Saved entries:

# # # #

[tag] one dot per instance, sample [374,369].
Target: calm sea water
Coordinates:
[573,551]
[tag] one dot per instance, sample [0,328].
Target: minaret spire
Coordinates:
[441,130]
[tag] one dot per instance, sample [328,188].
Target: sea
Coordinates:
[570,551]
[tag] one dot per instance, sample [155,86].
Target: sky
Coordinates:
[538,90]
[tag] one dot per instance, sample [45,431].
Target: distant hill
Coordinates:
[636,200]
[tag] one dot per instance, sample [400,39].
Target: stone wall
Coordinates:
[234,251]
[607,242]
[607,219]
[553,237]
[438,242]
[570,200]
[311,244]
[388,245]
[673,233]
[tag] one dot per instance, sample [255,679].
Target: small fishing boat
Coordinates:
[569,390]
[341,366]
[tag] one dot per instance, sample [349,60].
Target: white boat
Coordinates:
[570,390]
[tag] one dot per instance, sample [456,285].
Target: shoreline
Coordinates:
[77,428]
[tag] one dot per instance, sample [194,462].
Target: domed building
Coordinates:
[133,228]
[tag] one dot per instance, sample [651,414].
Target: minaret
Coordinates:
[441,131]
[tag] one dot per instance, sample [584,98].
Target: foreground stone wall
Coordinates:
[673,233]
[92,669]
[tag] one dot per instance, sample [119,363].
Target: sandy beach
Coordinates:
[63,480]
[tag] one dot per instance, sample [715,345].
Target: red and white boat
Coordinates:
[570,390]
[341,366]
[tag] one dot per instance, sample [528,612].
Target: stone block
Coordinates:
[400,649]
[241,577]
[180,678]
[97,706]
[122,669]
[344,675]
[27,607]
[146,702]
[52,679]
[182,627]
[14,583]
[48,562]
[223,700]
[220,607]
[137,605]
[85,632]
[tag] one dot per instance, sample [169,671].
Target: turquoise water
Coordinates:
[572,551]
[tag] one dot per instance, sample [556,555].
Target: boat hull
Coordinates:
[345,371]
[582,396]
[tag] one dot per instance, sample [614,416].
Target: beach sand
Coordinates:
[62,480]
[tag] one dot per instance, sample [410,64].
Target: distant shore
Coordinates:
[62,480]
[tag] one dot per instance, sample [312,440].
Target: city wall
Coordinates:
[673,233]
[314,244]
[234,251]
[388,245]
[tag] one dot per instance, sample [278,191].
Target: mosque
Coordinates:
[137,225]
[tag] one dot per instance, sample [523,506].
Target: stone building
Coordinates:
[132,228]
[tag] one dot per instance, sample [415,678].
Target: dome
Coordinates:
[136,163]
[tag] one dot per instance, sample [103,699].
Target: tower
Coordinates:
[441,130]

# # # #

● WORK INSTRUCTIONS
Which lines of the data contain the string "boat"? Copy each of them.

● SOLVED EXERCISE
Target: small fishing boat
Target: white boat
Target: red and white boat
Target: boat hull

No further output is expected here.